**ASSIGNED TASK**
For this exercise, write out each entry below exactly, omitting the images.

Dataset items
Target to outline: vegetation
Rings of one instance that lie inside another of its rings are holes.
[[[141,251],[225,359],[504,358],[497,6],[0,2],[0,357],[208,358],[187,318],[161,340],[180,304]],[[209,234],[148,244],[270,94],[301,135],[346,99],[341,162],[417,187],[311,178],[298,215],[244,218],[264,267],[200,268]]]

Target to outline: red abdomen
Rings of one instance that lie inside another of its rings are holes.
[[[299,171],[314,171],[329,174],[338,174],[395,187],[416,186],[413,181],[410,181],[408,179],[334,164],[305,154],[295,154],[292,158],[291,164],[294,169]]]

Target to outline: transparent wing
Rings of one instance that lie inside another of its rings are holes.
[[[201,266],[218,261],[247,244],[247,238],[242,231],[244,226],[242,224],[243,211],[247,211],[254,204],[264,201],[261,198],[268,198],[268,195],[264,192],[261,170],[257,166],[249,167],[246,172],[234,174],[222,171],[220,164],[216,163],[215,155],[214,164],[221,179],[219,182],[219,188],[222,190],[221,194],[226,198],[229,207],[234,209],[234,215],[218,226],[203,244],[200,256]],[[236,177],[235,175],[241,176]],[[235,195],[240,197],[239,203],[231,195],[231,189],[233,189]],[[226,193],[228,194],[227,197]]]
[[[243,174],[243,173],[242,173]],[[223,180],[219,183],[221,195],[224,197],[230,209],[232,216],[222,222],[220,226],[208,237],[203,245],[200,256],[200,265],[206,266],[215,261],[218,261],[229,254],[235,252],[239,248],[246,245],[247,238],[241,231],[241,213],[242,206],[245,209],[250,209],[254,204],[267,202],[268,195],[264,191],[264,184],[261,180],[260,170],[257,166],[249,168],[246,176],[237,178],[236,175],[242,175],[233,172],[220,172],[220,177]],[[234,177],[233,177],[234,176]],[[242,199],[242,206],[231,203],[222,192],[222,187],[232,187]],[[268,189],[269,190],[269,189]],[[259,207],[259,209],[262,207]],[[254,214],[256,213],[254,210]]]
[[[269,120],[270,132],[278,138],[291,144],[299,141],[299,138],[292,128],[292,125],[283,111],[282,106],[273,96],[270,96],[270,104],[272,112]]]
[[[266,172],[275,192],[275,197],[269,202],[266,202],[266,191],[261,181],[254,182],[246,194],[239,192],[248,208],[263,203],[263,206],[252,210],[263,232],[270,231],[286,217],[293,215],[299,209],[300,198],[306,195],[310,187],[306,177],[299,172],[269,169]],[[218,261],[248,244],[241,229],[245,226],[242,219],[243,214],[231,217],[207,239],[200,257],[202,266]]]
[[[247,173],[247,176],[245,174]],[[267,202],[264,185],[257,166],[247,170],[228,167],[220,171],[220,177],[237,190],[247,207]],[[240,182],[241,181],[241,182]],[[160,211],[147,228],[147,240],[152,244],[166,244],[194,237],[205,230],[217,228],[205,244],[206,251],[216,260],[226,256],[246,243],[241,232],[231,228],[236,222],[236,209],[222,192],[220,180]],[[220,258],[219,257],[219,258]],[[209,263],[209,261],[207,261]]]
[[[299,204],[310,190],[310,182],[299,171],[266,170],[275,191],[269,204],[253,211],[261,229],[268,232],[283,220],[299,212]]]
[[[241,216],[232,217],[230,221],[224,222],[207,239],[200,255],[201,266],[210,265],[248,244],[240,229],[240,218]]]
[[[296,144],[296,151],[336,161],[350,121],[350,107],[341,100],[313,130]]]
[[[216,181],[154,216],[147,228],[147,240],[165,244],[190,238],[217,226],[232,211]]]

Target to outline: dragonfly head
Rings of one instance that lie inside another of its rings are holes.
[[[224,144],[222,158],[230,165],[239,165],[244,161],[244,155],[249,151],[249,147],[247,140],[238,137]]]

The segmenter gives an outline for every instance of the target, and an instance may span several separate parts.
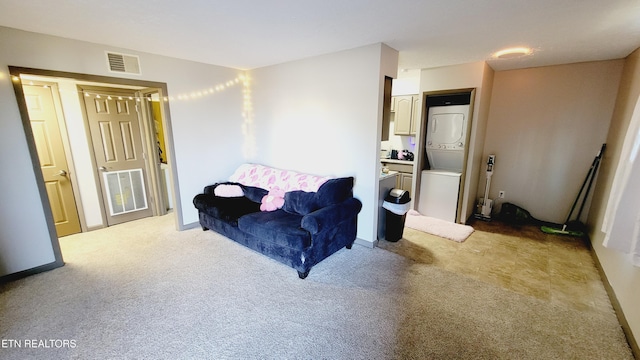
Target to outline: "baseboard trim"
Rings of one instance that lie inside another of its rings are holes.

**OUTPUT**
Target to outline: vegetation
Rings of one instance that lie inside another of its rings are holes.
[[[141,251],[225,359],[504,358],[497,6],[0,2],[0,357],[208,358],[187,318],[161,340],[180,304]],[[209,234],[148,244],[270,94],[301,135],[346,99],[341,162],[417,187],[311,178],[298,215],[244,218],[264,267],[200,268]]]

Target to outline: red abdomen
Rings of one instance that lie inside another of its rings are holes.
[[[299,171],[314,171],[329,174],[338,174],[395,187],[416,186],[413,181],[410,181],[408,179],[334,164],[305,154],[295,154],[292,158],[291,164],[294,169]]]

Target to outline: transparent wing
Rings of one instance that lie inside another of its rings are holes.
[[[201,266],[218,261],[247,244],[247,238],[242,231],[244,226],[242,224],[243,211],[247,211],[254,204],[264,201],[261,198],[268,198],[268,195],[264,192],[261,170],[257,166],[249,167],[246,172],[234,174],[222,171],[220,164],[216,163],[215,155],[214,164],[221,179],[219,182],[219,188],[222,190],[221,194],[226,198],[229,207],[234,209],[234,215],[218,226],[203,244],[200,256]],[[236,177],[235,175],[241,176]],[[235,195],[240,197],[239,203],[231,195],[231,189],[233,189]],[[226,193],[228,194],[227,197]]]
[[[243,174],[243,173],[242,173]],[[223,180],[219,183],[221,195],[224,197],[230,209],[232,216],[222,222],[220,226],[208,237],[203,245],[200,256],[200,265],[206,266],[215,261],[218,261],[229,254],[235,252],[239,248],[246,245],[247,238],[241,231],[241,213],[242,206],[245,209],[250,209],[254,204],[267,202],[268,195],[264,191],[264,184],[261,180],[260,170],[257,166],[249,168],[246,176],[237,178],[236,175],[242,175],[233,172],[220,172],[220,177]],[[234,177],[233,177],[234,176]],[[242,199],[242,206],[231,203],[222,192],[222,187],[232,187]],[[268,189],[269,190],[269,189]],[[259,207],[259,209],[262,207]],[[254,214],[256,213],[254,210]]]
[[[269,120],[270,132],[278,138],[291,144],[299,141],[299,138],[292,128],[292,125],[283,111],[282,106],[273,96],[270,96],[270,104],[272,112]]]
[[[266,172],[275,192],[275,197],[269,202],[266,202],[266,191],[261,181],[254,182],[246,194],[239,192],[248,208],[263,203],[263,206],[252,210],[263,232],[270,231],[286,217],[293,215],[299,209],[300,198],[306,195],[310,187],[306,177],[299,172],[269,169]],[[218,261],[248,244],[241,229],[245,226],[242,219],[243,214],[231,217],[207,239],[200,257],[202,266]]]
[[[247,173],[247,176],[245,174]],[[267,202],[264,185],[257,166],[247,170],[228,167],[220,171],[220,177],[237,190],[247,207]],[[240,182],[241,181],[241,182]],[[160,211],[147,228],[147,240],[152,244],[166,244],[194,237],[205,230],[217,228],[205,244],[206,251],[216,260],[226,256],[246,243],[241,232],[231,228],[236,222],[236,209],[222,192],[220,180]],[[220,258],[219,257],[219,258]],[[209,263],[209,261],[207,261]]]
[[[299,204],[310,190],[310,182],[299,171],[266,170],[275,191],[269,204],[253,211],[261,229],[268,232],[283,220],[299,212]]]
[[[241,216],[232,217],[230,221],[224,222],[207,239],[200,255],[201,266],[210,265],[248,244],[240,229],[240,218]]]
[[[296,144],[296,151],[336,161],[350,121],[350,107],[341,100],[313,130]]]
[[[216,181],[154,216],[147,228],[147,240],[165,244],[190,238],[217,226],[232,211]]]

Target to outline: dragonfly head
Rings of one instance that lie inside another of its rings are holes.
[[[224,144],[222,158],[230,165],[239,165],[244,161],[244,155],[249,151],[249,147],[247,140],[238,137]]]

The segmenter gives an outline for every instance of the target, and an instance may span several separate parts.
Target to outline: "baseboard trim"
Rings of one instance that lie inside another of its rings are holes.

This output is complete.